Drink: Collioure ‘La Pinède’ 2012: Domaine la Tour Vieille.
The Talbot Inn – Mells, Somerset, BA11. www.talbotinn.com
I am a man with a mission to sustain the tradition of the ‘working lunch’ when two or three colleagues or associates get together and vaguely touch upon business matters while enjoying some really good food, wine and company. The Talbot lends itself well to this although it is an excellent dinner venue too. The grill, housed in an old coach house, where we recently held our staff party, is particularly good. Its sister establishment the Beckford Arms in Fonthill Gifford is also exemplary.
Eat: Home-smoked trout terrine.
Drink: Butcombe bitter.
Otto’s – 182 Gray’s Inn Road, London, WC1. www.ottos-restaurant.com
Otto Tepasse and Jason Yapp
In an era when chains proliferate and bean-counters seem to be running the show Otto’s is a refreshing throwback to fin de siècle glamour when the customer was king and nothing was too much trouble. Tour d’Argent-trained owner Otto serves up inimitable treats such as pressed lobster or duck (advance booking required) that have gastronomes and greedy hogs (like myself) beating a path to his door. The wine list is superb and very benignly-priced.
Eat: Hommard à la presse.
Drink: Condrieu ‘Couteau de Vernon’ 2012: Georges Vernay
Le Gavroche – 43 Upper Brook Street, London, W1. www.le-gavroche.co.uk
My impecuniosity and its’ popularity mean that I don’t dine at Le Gavroche as frequently as I might wish – but does anyone? Fortunately, I have a long-standing arrangement to host wine lunches there so do get through the doors fairly regularly. For me this represents perfection – an insightful 21st century take on classic French cuisine run by the best-drilled team in the business.
Eat: Oeuf poche Victoria or soufflé Suissesse.
Drink: Whatever chef sommelier David Galetti recommends – he’s inspired!
L’Hôtel de France – Saint-Pardoux la Rivière, Périgord, France. www.hoteldefrance-cibot.com
I have been visiting this small town Hôtel and restaurant, which is run with panache and passion by the Cibot family, for over twenty years and it ought to be subject to a preservation order. It never disappoints but is at its best in the summer when we meet up with other families to share an enormous table on the terrace for long and languorous lunches. The ‘Menu de Jour’ is ridiculously good value but I love the ‘Menu Perigourdin’ which features wild mushrooms, foie gras and confit du canard.
Eat: Omlette aux cèpes.
Drink: Chilled Saumur-Champigny.
The High Pavement Evening Café – 8 Palmer Street, Frome, Somerset, BA11.

---+---

**Exercise set**
A: Say whether each statement below agrees with the restaurant guide, answering yes or no and quoting the words of the guide that decide it: (i) The grill at the Talbot Inn is in an old coach house. (ii) Pressed lobster at Otto's can be had without booking ahead. (iii) The writer has been visiting L'Hôtel de France for more than twenty years.
B: Copy the restaurant guide word for word, from "Drink: Butcombe bitter." up to and including "à la presse.".

---+---

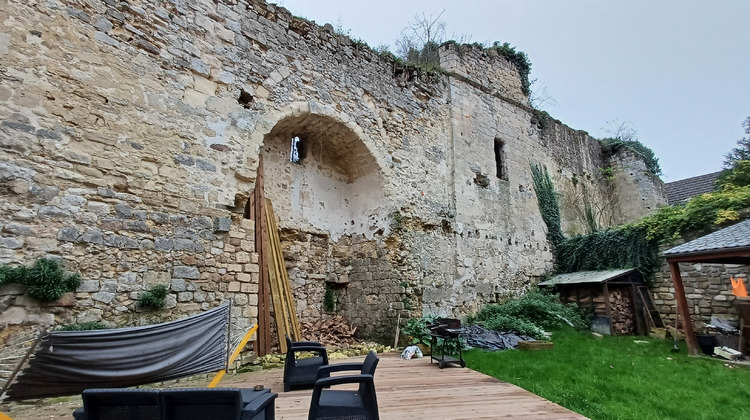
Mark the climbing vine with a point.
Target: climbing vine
(635, 146)
(45, 280)
(548, 205)
(608, 249)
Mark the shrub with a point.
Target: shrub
(624, 247)
(45, 280)
(531, 314)
(154, 298)
(9, 274)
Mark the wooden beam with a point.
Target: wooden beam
(684, 311)
(257, 213)
(605, 290)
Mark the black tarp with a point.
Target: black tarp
(67, 362)
(476, 336)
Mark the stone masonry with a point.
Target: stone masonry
(130, 138)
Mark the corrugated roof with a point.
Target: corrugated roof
(586, 277)
(685, 189)
(735, 236)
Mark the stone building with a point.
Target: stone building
(130, 136)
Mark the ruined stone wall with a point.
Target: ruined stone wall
(130, 138)
(638, 191)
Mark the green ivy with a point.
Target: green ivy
(548, 205)
(154, 298)
(648, 156)
(45, 280)
(531, 314)
(519, 59)
(609, 249)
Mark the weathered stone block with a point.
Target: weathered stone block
(179, 285)
(222, 224)
(93, 236)
(69, 234)
(89, 286)
(104, 297)
(186, 272)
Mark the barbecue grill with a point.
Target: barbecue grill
(447, 329)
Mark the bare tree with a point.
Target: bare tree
(540, 98)
(420, 40)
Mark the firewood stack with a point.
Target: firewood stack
(334, 332)
(623, 313)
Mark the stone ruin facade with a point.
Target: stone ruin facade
(130, 137)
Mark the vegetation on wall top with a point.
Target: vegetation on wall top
(635, 146)
(519, 59)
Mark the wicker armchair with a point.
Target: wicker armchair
(176, 404)
(119, 404)
(361, 404)
(302, 372)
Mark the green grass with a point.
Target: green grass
(618, 378)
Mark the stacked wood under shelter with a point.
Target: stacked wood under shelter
(619, 299)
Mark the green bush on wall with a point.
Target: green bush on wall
(154, 298)
(45, 280)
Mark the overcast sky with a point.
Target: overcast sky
(678, 70)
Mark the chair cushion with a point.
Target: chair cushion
(334, 398)
(121, 404)
(201, 404)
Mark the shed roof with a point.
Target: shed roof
(685, 189)
(581, 277)
(732, 238)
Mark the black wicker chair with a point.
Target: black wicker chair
(302, 372)
(119, 404)
(176, 404)
(361, 404)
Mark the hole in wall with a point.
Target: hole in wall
(245, 99)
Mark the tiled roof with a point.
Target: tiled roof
(585, 277)
(735, 236)
(685, 189)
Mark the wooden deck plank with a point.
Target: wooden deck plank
(415, 389)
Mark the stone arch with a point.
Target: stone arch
(337, 188)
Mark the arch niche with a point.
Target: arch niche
(335, 189)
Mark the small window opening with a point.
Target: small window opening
(500, 159)
(297, 153)
(245, 98)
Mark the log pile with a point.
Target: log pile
(623, 313)
(334, 332)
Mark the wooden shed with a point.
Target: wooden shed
(619, 299)
(730, 245)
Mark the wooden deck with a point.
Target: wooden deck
(414, 389)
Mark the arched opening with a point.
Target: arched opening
(322, 178)
(327, 194)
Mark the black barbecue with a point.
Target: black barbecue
(447, 329)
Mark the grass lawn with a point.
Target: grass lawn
(623, 378)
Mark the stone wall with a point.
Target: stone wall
(131, 134)
(708, 291)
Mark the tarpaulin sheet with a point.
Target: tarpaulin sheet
(476, 336)
(67, 362)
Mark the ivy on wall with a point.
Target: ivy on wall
(519, 59)
(608, 249)
(635, 146)
(548, 205)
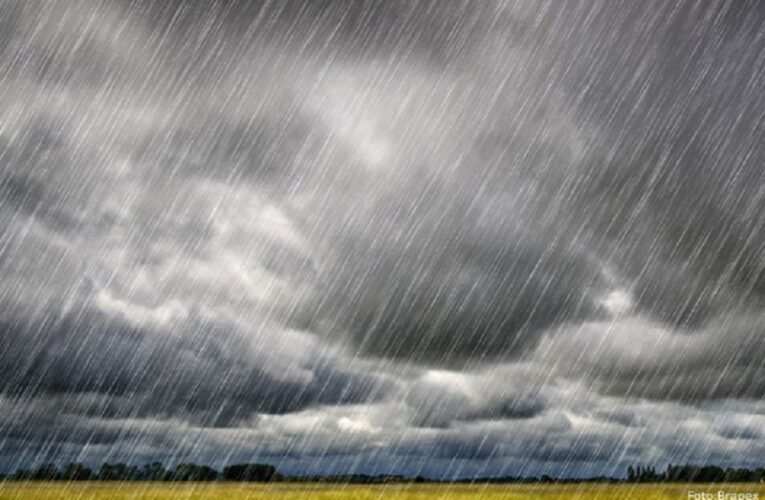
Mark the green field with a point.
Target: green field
(106, 490)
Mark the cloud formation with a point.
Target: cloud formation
(503, 236)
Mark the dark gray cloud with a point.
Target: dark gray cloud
(267, 217)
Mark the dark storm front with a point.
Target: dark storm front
(445, 239)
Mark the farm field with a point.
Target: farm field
(293, 491)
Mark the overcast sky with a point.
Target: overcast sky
(446, 238)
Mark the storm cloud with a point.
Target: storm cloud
(457, 237)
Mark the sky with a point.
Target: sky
(448, 238)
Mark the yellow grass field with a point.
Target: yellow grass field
(162, 491)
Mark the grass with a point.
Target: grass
(292, 491)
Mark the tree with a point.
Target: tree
(76, 472)
(154, 471)
(250, 472)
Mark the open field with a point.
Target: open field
(161, 491)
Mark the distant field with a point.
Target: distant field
(161, 491)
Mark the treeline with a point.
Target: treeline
(254, 472)
(694, 474)
(150, 472)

---+---

**Written responses**
A:
(i) Yes: "The grill, housed in an old coach house"
(ii) No: "(advance booking required)"
(iii) Yes: "for over twenty years"

B:
Drink: Butcombe bitter.
Otto’s – 182 Gray’s Inn Road, London, WC1. www.ottos-restaurant.com
Otto Tepasse and Jason Yapp
In an era when chains proliferate and bean-counters seem to be running the show Otto’s is a refreshing throwback to fin de siècle glamour when the customer was king and nothing was too much trouble. Tour d’Argent-trained owner Otto serves up inimitable treats such as pressed lobster or duck (advance booking required) that have gastronomes and greedy hogs (like myself) beating a path to his door. The wine list is superb and very benignly-priced.
Eat: Hommard à la presse.